For each line of the data below, test for "rack". Report only the number of lines that pass.

===== RECORD SET =====

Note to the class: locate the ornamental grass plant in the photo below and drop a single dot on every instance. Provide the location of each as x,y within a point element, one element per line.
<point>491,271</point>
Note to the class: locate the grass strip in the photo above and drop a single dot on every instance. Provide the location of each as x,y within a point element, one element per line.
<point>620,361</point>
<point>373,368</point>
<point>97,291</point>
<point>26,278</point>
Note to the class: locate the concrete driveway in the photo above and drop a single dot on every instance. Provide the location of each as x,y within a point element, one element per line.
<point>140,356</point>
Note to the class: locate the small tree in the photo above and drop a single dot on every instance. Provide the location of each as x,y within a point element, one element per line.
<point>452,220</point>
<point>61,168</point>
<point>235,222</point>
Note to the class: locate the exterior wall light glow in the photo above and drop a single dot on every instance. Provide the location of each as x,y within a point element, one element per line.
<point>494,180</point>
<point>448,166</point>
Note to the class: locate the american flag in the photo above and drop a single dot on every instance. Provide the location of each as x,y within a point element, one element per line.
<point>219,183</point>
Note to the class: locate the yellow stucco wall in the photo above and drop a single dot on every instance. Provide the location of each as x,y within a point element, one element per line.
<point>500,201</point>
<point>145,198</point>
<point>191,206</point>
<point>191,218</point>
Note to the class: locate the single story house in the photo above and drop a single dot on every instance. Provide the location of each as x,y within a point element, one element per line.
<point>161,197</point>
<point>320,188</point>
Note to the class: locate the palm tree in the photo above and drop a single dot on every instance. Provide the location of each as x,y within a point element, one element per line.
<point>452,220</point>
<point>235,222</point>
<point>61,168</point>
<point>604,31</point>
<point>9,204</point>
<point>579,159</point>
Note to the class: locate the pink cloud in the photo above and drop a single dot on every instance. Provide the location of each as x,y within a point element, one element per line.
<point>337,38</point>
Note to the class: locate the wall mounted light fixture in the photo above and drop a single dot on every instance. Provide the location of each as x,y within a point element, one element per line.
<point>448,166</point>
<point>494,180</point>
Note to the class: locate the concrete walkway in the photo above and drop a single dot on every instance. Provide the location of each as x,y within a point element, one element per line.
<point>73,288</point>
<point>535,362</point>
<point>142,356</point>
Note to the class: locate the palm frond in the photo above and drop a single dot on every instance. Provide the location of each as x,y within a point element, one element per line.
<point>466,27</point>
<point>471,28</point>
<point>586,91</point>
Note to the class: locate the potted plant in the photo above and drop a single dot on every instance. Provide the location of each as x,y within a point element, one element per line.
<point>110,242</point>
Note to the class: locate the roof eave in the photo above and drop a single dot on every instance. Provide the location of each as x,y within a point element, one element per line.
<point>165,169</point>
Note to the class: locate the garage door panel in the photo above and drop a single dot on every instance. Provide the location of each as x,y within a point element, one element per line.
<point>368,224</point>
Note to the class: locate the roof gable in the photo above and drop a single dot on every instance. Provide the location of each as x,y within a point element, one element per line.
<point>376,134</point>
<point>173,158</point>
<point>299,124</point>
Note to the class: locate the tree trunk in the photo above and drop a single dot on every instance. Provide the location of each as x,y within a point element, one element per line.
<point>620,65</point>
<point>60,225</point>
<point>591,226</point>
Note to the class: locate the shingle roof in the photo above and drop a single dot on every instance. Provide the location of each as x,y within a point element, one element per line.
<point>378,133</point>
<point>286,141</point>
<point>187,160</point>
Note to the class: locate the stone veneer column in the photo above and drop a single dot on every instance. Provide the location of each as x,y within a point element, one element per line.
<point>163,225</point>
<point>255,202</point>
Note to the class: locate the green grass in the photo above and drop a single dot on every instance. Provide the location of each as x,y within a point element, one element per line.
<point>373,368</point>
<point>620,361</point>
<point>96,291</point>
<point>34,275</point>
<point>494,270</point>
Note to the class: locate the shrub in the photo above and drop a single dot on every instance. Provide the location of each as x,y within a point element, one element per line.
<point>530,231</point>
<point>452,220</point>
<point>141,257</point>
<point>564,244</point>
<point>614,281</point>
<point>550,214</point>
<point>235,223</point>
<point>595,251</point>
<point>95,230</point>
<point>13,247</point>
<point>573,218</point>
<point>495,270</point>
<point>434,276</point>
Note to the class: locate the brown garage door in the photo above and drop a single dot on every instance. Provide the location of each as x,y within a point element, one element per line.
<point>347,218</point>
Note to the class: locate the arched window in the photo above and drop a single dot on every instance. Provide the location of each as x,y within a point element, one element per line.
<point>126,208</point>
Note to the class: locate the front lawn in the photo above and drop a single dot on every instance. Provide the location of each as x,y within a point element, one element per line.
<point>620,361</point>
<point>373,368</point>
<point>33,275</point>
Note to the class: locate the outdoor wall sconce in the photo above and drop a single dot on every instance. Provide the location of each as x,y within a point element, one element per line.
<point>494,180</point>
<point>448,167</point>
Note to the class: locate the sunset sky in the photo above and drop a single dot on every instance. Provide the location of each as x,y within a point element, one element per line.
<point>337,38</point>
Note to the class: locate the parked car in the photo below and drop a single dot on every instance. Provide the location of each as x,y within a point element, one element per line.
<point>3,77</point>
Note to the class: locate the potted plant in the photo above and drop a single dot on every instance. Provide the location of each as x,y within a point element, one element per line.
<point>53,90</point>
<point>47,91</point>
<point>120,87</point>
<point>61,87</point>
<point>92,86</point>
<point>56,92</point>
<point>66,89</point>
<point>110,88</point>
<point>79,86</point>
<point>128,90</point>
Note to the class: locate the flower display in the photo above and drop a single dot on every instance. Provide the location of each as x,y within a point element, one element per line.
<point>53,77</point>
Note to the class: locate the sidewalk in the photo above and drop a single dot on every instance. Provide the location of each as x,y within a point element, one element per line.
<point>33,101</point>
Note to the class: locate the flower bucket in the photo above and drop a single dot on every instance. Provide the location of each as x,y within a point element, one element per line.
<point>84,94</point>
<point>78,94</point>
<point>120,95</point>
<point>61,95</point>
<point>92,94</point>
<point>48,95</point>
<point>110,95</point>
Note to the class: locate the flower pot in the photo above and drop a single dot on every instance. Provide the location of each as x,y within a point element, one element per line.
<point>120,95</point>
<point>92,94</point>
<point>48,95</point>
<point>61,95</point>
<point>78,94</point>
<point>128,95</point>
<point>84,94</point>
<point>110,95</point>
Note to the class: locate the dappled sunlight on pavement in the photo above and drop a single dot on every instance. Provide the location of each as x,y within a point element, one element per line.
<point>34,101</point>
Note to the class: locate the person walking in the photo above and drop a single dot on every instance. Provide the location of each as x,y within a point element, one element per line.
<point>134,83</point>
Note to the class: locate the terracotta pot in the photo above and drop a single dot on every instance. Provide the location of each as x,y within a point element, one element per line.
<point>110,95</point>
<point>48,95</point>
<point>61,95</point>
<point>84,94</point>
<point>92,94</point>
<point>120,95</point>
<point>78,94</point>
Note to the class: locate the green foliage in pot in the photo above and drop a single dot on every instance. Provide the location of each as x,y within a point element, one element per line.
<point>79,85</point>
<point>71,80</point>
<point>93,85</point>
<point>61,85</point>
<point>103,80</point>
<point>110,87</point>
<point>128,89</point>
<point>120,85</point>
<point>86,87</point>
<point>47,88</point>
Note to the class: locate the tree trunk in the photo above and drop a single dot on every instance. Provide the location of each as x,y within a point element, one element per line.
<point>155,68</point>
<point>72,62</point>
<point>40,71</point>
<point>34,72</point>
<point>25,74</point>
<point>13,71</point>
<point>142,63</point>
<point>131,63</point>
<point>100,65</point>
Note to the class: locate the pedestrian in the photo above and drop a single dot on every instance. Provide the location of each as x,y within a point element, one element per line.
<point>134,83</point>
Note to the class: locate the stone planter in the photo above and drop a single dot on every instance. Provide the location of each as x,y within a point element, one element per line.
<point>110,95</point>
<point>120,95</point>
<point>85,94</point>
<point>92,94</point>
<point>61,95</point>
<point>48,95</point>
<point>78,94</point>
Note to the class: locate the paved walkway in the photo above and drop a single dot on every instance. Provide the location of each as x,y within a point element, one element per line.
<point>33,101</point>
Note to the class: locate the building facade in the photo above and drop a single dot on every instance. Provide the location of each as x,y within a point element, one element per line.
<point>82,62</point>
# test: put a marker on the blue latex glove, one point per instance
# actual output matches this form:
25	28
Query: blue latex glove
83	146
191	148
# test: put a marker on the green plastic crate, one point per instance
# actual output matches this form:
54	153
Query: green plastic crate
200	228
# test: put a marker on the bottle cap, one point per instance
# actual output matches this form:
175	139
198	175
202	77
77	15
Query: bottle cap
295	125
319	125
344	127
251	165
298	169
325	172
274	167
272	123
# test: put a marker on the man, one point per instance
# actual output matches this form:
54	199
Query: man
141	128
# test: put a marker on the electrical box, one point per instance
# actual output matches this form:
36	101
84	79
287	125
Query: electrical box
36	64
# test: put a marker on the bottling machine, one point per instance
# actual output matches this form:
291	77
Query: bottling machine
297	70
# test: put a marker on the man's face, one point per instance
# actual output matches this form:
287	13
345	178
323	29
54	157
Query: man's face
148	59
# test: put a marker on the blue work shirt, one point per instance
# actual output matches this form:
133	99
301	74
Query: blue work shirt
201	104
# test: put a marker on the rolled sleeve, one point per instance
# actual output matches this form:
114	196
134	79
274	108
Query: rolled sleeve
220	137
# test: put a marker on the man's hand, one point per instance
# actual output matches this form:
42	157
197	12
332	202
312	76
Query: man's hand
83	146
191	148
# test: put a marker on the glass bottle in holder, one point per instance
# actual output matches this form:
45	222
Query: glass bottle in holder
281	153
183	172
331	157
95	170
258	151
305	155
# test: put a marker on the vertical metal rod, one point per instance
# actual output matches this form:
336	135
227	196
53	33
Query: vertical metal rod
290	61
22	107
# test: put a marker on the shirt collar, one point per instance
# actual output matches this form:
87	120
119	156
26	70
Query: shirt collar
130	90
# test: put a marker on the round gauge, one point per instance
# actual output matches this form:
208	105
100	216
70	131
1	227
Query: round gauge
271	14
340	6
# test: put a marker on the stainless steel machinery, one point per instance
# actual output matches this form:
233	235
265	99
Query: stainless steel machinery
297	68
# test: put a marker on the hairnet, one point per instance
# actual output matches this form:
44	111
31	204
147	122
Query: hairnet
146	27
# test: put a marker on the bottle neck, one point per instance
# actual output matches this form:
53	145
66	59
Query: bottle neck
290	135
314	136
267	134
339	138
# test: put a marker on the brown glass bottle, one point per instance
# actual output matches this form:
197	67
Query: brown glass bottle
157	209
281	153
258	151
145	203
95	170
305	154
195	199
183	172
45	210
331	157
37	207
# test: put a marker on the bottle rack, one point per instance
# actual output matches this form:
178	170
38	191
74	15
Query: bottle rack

=====

#### EXPECTED ANSWER
2